— Start of Extracted material —
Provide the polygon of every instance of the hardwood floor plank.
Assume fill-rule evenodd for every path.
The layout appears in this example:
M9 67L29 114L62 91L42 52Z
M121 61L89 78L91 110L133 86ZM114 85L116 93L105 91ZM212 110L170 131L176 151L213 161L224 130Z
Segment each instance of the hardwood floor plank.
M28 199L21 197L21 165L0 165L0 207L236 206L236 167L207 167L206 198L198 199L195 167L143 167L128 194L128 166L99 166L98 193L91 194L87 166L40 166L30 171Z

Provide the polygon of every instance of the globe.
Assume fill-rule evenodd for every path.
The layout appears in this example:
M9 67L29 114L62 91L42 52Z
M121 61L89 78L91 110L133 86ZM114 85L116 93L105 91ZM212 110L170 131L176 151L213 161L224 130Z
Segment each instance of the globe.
— End of Extracted material —
Problem requirements:
Copy out the records again, putting "wooden floorboard" in place of "hardwood floor plank" wherever it occurs and changing nothing else.

Final result:
Provide the polygon of every instance of the wooden floorboard.
Assume fill-rule evenodd for every path.
The layout appears in this example:
M9 67L29 114L62 91L42 52Z
M121 61L89 78L91 110L133 86ZM114 85L116 93L105 91ZM212 110L170 131L176 151L213 161L224 130Z
Segment each instance of the wooden floorboard.
M28 199L21 197L21 165L0 165L0 207L236 206L236 167L207 167L206 198L198 199L195 167L143 167L128 194L128 166L99 166L98 193L91 194L87 166L40 166L30 171Z

Provide the polygon of every instance of the globe.
Assume fill-rule evenodd for every path.
The layout appears in this example:
M9 67L29 114L62 91L42 52Z
M121 61L89 78L91 110L133 86ZM114 85L116 93L105 91ZM212 110L170 131L176 151L213 161L224 130Z
Segment each instance of the globe.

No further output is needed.